- **EXERCISE AIM**
Would you repeat all the lines below, exactly as they stand?

[Saved entries]
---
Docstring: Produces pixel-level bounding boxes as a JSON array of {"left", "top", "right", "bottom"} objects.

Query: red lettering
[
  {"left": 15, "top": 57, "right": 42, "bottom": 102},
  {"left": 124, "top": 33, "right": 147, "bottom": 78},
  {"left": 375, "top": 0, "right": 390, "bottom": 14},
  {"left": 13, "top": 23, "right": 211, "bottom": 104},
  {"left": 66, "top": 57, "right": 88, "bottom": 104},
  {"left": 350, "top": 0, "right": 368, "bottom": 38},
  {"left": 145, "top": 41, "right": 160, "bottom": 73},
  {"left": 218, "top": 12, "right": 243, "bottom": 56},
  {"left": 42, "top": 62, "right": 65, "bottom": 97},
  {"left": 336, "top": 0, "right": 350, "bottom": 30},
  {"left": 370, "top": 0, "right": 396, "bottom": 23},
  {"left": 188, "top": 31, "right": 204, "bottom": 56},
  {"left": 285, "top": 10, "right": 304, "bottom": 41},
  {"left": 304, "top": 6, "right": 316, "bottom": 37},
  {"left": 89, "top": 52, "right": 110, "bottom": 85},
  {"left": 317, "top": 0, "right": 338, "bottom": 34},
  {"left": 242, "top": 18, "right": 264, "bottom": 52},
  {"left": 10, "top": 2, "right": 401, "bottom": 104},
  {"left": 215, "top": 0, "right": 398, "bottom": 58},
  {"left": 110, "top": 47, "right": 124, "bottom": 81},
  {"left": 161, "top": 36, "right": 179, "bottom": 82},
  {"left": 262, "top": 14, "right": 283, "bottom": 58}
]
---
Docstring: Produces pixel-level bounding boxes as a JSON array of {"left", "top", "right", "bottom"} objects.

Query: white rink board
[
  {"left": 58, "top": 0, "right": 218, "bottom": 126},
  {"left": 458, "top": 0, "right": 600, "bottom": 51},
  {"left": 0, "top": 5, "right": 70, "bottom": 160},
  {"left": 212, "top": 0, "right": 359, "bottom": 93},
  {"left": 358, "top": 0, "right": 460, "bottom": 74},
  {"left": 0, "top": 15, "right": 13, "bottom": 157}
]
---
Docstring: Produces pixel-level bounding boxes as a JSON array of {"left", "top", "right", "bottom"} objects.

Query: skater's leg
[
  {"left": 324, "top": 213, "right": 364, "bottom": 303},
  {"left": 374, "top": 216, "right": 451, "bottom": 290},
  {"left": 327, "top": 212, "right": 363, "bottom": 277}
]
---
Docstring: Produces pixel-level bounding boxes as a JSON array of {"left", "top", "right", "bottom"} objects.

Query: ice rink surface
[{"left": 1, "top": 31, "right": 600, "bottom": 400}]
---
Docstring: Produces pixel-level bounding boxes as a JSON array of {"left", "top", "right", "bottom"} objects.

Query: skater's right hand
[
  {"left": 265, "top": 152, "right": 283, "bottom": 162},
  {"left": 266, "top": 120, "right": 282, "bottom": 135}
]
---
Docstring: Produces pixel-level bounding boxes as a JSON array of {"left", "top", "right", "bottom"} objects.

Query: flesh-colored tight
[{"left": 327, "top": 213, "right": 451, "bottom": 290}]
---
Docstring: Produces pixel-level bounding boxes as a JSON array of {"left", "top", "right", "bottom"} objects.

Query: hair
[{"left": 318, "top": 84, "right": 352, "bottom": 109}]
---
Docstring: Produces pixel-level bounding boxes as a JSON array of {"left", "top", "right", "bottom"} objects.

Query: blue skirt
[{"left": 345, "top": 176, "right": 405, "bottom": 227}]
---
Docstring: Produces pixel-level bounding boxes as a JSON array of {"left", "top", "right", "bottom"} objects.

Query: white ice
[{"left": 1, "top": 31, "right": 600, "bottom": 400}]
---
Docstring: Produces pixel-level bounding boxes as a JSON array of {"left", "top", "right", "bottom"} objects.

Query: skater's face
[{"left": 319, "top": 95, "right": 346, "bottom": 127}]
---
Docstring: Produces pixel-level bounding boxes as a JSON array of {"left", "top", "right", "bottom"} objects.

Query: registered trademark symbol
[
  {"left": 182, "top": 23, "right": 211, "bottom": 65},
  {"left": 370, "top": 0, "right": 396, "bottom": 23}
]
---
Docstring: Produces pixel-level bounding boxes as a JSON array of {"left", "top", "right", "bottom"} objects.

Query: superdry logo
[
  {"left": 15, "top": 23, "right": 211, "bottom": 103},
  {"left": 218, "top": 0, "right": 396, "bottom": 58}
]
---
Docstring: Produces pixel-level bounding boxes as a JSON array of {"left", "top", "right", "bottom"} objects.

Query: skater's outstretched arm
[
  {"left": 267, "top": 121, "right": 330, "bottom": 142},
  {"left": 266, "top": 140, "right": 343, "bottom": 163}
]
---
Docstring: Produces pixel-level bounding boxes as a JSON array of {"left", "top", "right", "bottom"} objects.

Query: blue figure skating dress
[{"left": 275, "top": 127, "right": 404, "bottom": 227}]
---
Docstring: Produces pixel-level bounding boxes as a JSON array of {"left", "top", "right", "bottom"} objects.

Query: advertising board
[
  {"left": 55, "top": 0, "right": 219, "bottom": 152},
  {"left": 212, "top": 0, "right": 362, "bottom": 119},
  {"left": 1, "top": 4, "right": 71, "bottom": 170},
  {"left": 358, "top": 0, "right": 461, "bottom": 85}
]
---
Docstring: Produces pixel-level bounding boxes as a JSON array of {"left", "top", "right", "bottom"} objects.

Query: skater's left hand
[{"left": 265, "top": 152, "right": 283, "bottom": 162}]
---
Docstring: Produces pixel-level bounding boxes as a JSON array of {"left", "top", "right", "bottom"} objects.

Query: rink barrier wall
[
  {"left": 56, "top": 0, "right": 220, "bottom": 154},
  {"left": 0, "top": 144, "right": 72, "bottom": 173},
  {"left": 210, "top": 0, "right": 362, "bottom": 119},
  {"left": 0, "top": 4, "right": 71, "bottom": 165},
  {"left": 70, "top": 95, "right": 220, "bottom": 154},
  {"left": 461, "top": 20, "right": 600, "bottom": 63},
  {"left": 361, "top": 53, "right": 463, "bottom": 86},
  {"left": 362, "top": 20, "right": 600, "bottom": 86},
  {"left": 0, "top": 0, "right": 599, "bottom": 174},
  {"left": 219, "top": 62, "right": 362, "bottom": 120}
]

- **TASK RESPONSE**
---
Docstring: Produces pixel-level bounding boxes as a JSON array of {"left", "top", "right", "bottom"} objects.

Query: red lettering
[
  {"left": 15, "top": 57, "right": 42, "bottom": 102},
  {"left": 124, "top": 33, "right": 147, "bottom": 78},
  {"left": 375, "top": 0, "right": 390, "bottom": 14},
  {"left": 13, "top": 23, "right": 211, "bottom": 104},
  {"left": 66, "top": 57, "right": 88, "bottom": 104},
  {"left": 350, "top": 0, "right": 368, "bottom": 38},
  {"left": 145, "top": 41, "right": 160, "bottom": 73},
  {"left": 218, "top": 12, "right": 243, "bottom": 56},
  {"left": 42, "top": 62, "right": 65, "bottom": 97},
  {"left": 336, "top": 0, "right": 350, "bottom": 30},
  {"left": 370, "top": 0, "right": 396, "bottom": 23},
  {"left": 188, "top": 31, "right": 204, "bottom": 56},
  {"left": 285, "top": 10, "right": 304, "bottom": 41},
  {"left": 304, "top": 6, "right": 316, "bottom": 37},
  {"left": 89, "top": 52, "right": 110, "bottom": 85},
  {"left": 317, "top": 0, "right": 338, "bottom": 34},
  {"left": 242, "top": 18, "right": 264, "bottom": 52},
  {"left": 10, "top": 2, "right": 401, "bottom": 104},
  {"left": 215, "top": 0, "right": 398, "bottom": 58},
  {"left": 110, "top": 47, "right": 124, "bottom": 81},
  {"left": 161, "top": 36, "right": 179, "bottom": 82},
  {"left": 262, "top": 14, "right": 283, "bottom": 58}
]
---
Docstring: Produces pixel-level bounding boxes as a JSON array of {"left", "top", "right", "bottom"} objects.

Query: white rink board
[
  {"left": 58, "top": 0, "right": 218, "bottom": 126},
  {"left": 458, "top": 0, "right": 600, "bottom": 51},
  {"left": 0, "top": 5, "right": 70, "bottom": 160},
  {"left": 212, "top": 0, "right": 359, "bottom": 93},
  {"left": 358, "top": 0, "right": 460, "bottom": 74},
  {"left": 0, "top": 15, "right": 13, "bottom": 157}
]
---
Docstring: Produces pixel-level bounding boxes as a JSON array of {"left", "top", "right", "bottom"} objects.

Query: skater's leg
[
  {"left": 324, "top": 213, "right": 364, "bottom": 303},
  {"left": 374, "top": 216, "right": 451, "bottom": 290},
  {"left": 327, "top": 212, "right": 363, "bottom": 277}
]
---
Docstring: Produces pixel-level bounding boxes as a JSON array of {"left", "top", "right", "bottom"} objects.

Query: ice rink surface
[{"left": 1, "top": 31, "right": 600, "bottom": 400}]
---
Docstring: Produces pixel-level bounding boxes as a JSON array of {"left", "top", "right", "bottom"} objects.

Query: skater's right hand
[
  {"left": 265, "top": 152, "right": 283, "bottom": 162},
  {"left": 266, "top": 120, "right": 282, "bottom": 135}
]
---
Docstring: Produces pixel-level bounding boxes as a JSON array of {"left", "top", "right", "bottom"} objects.

Query: flesh-colored tight
[{"left": 327, "top": 213, "right": 451, "bottom": 290}]
---
Docstring: Produces pixel-level bounding boxes as a JSON array of {"left", "top", "right", "bottom"} objects.

Query: hair
[{"left": 318, "top": 84, "right": 352, "bottom": 109}]
---
Docstring: Produces pixel-level bounding boxes as a JSON array of {"left", "top", "right", "bottom"} objects.

Query: blue skirt
[{"left": 345, "top": 176, "right": 405, "bottom": 227}]
---
Docstring: Produces pixel-level bounding boxes as a JSON array of {"left", "top", "right", "bottom"} objects.

Query: white ice
[{"left": 1, "top": 31, "right": 600, "bottom": 400}]
---
Docstring: Produces pixel-level bounding boxes as a JSON array of {"left", "top", "right", "bottom"} objects.

Query: skater's face
[{"left": 319, "top": 95, "right": 346, "bottom": 127}]
---
Docstring: Produces pixel-level bounding boxes as a JSON array of {"left", "top", "right", "bottom"} objects.

Query: registered trademark symbol
[
  {"left": 182, "top": 23, "right": 211, "bottom": 65},
  {"left": 370, "top": 0, "right": 396, "bottom": 23}
]
---
Docstring: Produces pixel-level bounding boxes as a JSON array of {"left", "top", "right", "bottom"} objects.

Query: superdry logo
[
  {"left": 15, "top": 23, "right": 211, "bottom": 103},
  {"left": 218, "top": 0, "right": 396, "bottom": 58}
]
---
Docstring: Produces pixel-level bounding boxes as a JSON array of {"left", "top", "right", "bottom"} objects.

Query: skater's outstretched arm
[
  {"left": 267, "top": 121, "right": 330, "bottom": 142},
  {"left": 266, "top": 140, "right": 343, "bottom": 163}
]
---
Docstring: Produces pixel-level bounding boxes as a JSON array of {"left", "top", "right", "bottom"} objects.

Query: blue figure skating dress
[{"left": 275, "top": 127, "right": 404, "bottom": 227}]
---
Docstring: Produces pixel-level bounding boxes as a JSON array of {"left", "top", "right", "bottom"} objects.

Query: advertising board
[
  {"left": 55, "top": 0, "right": 219, "bottom": 152},
  {"left": 212, "top": 0, "right": 362, "bottom": 119},
  {"left": 1, "top": 4, "right": 71, "bottom": 170},
  {"left": 358, "top": 0, "right": 461, "bottom": 85}
]
---
Docstring: Produces pixel-level bounding boxes as a JSON array of {"left", "top", "right", "bottom"} objects.

Query: skater's left hand
[{"left": 265, "top": 152, "right": 283, "bottom": 162}]
---
Docstring: Produces pixel-level bounding boxes as a JSON array of {"left", "top", "right", "bottom"} objects.

Query: rink barrier wall
[
  {"left": 56, "top": 0, "right": 220, "bottom": 154},
  {"left": 0, "top": 144, "right": 72, "bottom": 173},
  {"left": 210, "top": 0, "right": 362, "bottom": 119},
  {"left": 0, "top": 4, "right": 71, "bottom": 165},
  {"left": 70, "top": 95, "right": 220, "bottom": 154},
  {"left": 461, "top": 20, "right": 600, "bottom": 63},
  {"left": 361, "top": 53, "right": 463, "bottom": 86},
  {"left": 362, "top": 20, "right": 600, "bottom": 86},
  {"left": 0, "top": 0, "right": 599, "bottom": 174},
  {"left": 219, "top": 62, "right": 362, "bottom": 120}
]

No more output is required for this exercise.